--- Extract to read ---
════════
The next generation of "smart" IV pumps is getting smarter. The new systems that are in place are designed to guard more rigorously against errors of administration, dosing, drug interactions, and other issues.

In separate interviews with Drug Topics, representatives of two of the leading smart-pump companies, Baxter and Hospira, spoke about their newest developments and those that are in the pipeline. Art Mollenhauer, general manager of infusion systems at Baxter's Global Infusion Systems, and Glennie Browne, R.N., M.S., director of global marketing, discussed Baxter's Guardian software that is used with the firm's infusion pump.

"This software allows the hospital to preconfigure appropriate dosing limits for intravenous drugs," Browne said. "Those would typically be high-alert drugs such as heparin or morphine and would be part of an agreed-upon list of high-alert drugs that varies minimally from hospital to hospital." The implementation of this program involves the pharmacist in a critical manner, she added. "The pharmacist's role is key because this individual helps guide the physician and the nursing team to develop the appropriate limits for high-alert drugs to be infused," she said. "You would always want a pharmacist to check them off and sign off on them."
════════
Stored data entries
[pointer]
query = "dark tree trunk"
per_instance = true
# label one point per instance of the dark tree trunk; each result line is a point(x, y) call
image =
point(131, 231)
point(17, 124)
════════
--- Work to complete ---
(A) In the text about smart IV pumps, what position does Art Mollenhauer hold?
(B) List the specific kinds of errors that the text about smart IV pumps says the new systems are designed to guard against.
(C) Write a continuation of the text about smart IV pumps, starting after its final sentence.

--- Answers provided ---
(A) He is general manager of infusion systems at Baxter's Global Infusion Systems.

(B) Errors of administration, dosing, and drug interactions

(C)
Mollenhauer pointed out that no system is exempt from staff hanging the wrong medication bag on a pump or administering a drug to the wrong patient. Noting that the Guardian software builds on the "smart pump," he added that 20% to 25% of infusion pumps in the United States have been converted to smart pumps, and that several hospitals' buying agents recommend that hospitals use only smart pumps. However, the conversion is not a revolution. "Approximately 15% to 20% of our base will convert per year," he said. "This is more of a gradual change, an increasing trend that will continue over time."

Laura Brennan, manager of Hospira's medication management systems, discussed her company's MedNet system. The system consists of "a hospital-programmable software system designed to help improve medication management at the hospital patient's bedside and offer additional protection against medication errors," she said. "The system helps hospitals define medication dose limits and track intravenous drug delivery to help prevent errors."

MedNet works with Hospira's smart-pump system, the Plum A+ infusion system, said Brennan. Like Baxter's Guardian, the Plum A+ system involves hospital pharmacists with the rest of the hospital team to develop and program best-practice dose recommendations for the infusion of drugs into a database that can then be transferred to the pump.

"Pharmacists can also customize the clinical decision rules for up to 18 different clinical areas of the hospital, such as the intensive care unit, the emergency department, anesthesia, and pediatrics," she said. "The software allows each clinical area to prioritize drugs by usage so that the most frequently used drugs can be listed at the top." A wireless version can interface with the pumps and with the hospital information system network, she said.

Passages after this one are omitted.